→ **SET EXERCISE**
Copy out the entries from the line containing "of the plaid" through the line containing "[[84, 216]]", changing "innermost" to "central" and keeping everything else the same.

[start GIVEN DATA]

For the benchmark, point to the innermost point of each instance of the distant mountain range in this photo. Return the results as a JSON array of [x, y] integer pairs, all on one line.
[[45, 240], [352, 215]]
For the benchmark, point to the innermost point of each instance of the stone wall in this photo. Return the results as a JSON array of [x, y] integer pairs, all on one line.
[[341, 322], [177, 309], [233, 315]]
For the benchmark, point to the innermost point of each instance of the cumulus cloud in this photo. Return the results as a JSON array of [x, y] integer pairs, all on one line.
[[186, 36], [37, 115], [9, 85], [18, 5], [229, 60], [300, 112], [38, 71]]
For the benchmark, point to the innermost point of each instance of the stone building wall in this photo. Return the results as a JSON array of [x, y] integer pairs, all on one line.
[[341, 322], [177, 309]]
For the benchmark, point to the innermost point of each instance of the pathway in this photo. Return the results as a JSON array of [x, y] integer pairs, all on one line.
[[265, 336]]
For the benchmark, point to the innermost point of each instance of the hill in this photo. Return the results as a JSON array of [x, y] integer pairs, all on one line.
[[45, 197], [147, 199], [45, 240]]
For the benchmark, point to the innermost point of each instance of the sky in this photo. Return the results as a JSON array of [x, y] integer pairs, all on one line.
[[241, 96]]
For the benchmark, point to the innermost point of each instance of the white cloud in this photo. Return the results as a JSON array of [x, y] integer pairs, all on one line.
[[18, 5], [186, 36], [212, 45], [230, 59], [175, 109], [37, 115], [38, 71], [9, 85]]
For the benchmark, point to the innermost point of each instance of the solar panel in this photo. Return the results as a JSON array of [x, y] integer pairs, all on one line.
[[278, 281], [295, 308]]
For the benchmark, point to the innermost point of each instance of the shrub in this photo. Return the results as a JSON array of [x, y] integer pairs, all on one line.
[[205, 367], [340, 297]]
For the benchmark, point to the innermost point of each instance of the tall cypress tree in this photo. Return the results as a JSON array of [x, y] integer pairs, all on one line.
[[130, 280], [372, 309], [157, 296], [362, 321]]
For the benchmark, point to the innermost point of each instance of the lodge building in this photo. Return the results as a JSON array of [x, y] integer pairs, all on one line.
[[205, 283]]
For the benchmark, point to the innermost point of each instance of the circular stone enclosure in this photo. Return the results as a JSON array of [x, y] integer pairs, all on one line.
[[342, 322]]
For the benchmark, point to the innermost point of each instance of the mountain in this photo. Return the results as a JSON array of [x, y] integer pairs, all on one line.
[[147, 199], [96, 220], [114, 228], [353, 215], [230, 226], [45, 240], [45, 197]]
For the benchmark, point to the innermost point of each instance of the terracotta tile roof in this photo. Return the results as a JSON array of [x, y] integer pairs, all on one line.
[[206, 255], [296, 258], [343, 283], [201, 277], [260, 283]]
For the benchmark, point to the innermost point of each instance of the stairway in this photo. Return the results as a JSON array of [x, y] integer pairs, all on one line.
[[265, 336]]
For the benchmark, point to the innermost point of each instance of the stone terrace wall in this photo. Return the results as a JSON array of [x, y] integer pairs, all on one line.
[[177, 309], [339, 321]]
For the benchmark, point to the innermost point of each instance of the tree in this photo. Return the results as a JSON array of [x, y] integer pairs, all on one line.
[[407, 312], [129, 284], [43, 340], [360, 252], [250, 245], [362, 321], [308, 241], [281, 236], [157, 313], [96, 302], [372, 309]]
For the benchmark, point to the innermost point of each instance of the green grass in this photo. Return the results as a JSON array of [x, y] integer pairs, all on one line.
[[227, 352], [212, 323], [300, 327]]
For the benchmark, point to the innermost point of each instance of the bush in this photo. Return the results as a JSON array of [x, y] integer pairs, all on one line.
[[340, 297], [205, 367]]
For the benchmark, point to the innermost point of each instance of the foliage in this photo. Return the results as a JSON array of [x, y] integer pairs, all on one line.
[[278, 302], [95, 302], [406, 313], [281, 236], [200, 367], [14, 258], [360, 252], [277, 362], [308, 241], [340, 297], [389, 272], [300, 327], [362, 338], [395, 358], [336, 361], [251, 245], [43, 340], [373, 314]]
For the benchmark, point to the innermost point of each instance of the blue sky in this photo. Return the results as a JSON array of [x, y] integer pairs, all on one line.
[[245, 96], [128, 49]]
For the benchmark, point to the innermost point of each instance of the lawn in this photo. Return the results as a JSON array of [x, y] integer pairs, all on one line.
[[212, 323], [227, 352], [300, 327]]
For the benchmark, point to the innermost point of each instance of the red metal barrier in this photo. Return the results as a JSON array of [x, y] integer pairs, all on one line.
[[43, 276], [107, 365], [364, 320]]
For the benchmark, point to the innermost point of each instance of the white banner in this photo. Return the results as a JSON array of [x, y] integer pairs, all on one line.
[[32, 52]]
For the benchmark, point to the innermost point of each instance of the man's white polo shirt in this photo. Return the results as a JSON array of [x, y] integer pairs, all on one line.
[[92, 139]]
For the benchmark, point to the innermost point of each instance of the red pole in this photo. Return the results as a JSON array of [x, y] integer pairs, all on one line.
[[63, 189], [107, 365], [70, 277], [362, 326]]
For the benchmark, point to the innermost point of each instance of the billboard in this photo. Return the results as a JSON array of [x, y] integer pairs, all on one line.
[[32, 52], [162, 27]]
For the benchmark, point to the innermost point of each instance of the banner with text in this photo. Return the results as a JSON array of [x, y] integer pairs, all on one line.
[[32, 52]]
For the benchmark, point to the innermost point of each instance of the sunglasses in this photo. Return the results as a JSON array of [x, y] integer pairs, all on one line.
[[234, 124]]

[end GIVEN DATA]
[start GIVEN DATA]

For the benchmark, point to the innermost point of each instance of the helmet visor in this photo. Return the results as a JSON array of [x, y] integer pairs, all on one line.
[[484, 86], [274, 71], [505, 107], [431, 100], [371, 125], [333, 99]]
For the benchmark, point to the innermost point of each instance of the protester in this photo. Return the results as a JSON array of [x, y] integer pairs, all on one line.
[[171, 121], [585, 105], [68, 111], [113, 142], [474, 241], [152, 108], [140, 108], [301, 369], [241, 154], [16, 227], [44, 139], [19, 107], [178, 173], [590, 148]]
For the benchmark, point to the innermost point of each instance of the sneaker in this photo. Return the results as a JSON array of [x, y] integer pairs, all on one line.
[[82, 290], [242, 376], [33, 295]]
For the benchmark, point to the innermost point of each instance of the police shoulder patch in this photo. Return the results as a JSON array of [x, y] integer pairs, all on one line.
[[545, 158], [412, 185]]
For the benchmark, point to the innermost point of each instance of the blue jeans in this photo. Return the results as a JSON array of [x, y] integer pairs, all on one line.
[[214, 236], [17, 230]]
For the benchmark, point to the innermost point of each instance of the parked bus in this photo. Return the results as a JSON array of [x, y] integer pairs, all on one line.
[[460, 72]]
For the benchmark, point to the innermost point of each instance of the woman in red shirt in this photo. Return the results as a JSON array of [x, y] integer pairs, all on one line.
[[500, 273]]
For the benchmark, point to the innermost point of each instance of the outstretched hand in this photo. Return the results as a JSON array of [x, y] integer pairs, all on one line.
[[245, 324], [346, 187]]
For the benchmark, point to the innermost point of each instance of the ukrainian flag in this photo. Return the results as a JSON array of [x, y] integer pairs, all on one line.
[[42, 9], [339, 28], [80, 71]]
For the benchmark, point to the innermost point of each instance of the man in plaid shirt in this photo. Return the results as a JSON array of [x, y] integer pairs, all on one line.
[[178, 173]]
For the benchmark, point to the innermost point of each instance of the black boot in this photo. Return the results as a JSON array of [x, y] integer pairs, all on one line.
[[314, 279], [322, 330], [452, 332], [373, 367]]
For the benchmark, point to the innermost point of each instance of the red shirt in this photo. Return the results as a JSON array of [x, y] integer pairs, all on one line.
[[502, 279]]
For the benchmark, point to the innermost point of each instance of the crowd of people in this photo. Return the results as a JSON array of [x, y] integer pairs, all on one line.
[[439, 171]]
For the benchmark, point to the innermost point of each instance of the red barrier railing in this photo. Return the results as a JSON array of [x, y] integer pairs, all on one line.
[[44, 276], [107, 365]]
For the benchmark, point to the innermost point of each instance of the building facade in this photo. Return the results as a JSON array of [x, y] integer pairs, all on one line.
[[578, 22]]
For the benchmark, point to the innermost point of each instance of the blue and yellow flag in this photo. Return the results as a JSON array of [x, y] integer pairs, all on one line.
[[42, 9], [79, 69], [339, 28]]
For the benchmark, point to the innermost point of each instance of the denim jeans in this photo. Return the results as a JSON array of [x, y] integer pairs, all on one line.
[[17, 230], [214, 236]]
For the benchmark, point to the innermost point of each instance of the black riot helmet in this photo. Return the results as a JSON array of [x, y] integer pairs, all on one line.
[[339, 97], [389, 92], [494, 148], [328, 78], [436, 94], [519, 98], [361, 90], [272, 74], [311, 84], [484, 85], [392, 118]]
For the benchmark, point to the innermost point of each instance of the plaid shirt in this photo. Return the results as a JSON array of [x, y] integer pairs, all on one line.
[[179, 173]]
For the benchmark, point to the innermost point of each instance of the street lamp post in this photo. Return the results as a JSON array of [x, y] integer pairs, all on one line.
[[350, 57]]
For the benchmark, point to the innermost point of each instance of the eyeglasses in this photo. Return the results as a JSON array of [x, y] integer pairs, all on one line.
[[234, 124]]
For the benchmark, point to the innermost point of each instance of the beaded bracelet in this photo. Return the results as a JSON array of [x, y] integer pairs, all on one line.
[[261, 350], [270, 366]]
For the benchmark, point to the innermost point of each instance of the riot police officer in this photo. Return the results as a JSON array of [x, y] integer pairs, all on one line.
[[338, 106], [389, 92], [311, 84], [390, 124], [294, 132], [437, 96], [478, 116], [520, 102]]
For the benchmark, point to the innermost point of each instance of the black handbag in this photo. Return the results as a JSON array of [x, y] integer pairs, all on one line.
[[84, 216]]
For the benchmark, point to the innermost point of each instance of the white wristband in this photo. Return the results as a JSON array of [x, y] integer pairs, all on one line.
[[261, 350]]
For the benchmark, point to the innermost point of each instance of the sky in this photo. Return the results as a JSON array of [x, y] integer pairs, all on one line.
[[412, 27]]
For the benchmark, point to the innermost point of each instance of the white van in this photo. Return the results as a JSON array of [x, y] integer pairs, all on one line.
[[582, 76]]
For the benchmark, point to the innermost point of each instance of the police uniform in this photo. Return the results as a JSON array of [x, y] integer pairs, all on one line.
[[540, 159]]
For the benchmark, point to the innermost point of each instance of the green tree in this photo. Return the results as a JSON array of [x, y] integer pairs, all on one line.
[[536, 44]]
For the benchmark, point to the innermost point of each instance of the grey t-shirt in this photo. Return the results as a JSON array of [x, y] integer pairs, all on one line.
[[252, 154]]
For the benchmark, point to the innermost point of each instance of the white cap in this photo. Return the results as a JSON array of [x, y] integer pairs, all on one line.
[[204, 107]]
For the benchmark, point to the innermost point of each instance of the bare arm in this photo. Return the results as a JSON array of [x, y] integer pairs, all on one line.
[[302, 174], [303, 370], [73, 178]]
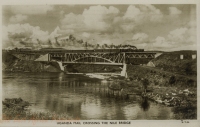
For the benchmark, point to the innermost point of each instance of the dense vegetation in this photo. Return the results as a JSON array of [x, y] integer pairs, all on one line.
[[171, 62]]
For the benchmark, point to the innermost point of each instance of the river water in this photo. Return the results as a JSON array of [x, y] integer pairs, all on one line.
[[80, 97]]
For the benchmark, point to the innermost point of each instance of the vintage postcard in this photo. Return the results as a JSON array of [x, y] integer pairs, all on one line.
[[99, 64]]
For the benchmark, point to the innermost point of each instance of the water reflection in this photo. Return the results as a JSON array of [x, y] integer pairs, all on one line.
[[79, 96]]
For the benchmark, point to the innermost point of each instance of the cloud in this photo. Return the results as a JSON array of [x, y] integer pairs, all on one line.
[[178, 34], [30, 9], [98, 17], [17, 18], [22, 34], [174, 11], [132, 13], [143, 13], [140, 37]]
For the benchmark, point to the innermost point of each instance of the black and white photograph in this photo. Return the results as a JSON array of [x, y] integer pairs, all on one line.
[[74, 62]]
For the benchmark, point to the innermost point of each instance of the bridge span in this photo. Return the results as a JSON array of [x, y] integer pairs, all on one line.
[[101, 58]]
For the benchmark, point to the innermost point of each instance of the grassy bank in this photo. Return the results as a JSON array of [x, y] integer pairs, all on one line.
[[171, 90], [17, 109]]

[end GIVEN DATA]

→ **WORKED SOLUTION**
For the benchmark, point to the central point of each instance of the plaid shirt in this photo. Return the results as a JSON array of [x, y] integer pairs, all on one line.
[[179, 173]]
For the benchmark, point to the central point of each instance of the street lamp post in this photo. Return the results as a JSON array of [x, y] integer pairs, all on one line.
[[350, 57]]
For the benchmark, point to the central point of each instance of the eyeglasses in this photo. Return the results as a JSON array of [x, y] integer pairs, all on one line.
[[234, 124]]
For the benchmark, point to the central point of each instance of the beaded bracelet in this photo. Return the results as a JSON array of [x, y] integer pairs, all on one line.
[[261, 350], [270, 366]]
For the benchmark, point to the central point of each instance of the riot police officer in this photo. Return the results as a JSON array of [x, y] integer pairs, all on one line.
[[338, 106], [389, 92], [311, 84], [390, 124], [294, 132], [437, 96], [478, 116], [520, 102]]
For the benchmark, point to the central point of each instance of the black handbag in this photo. Return the results as a JSON array of [x, y] integer pairs, all on one line.
[[84, 216]]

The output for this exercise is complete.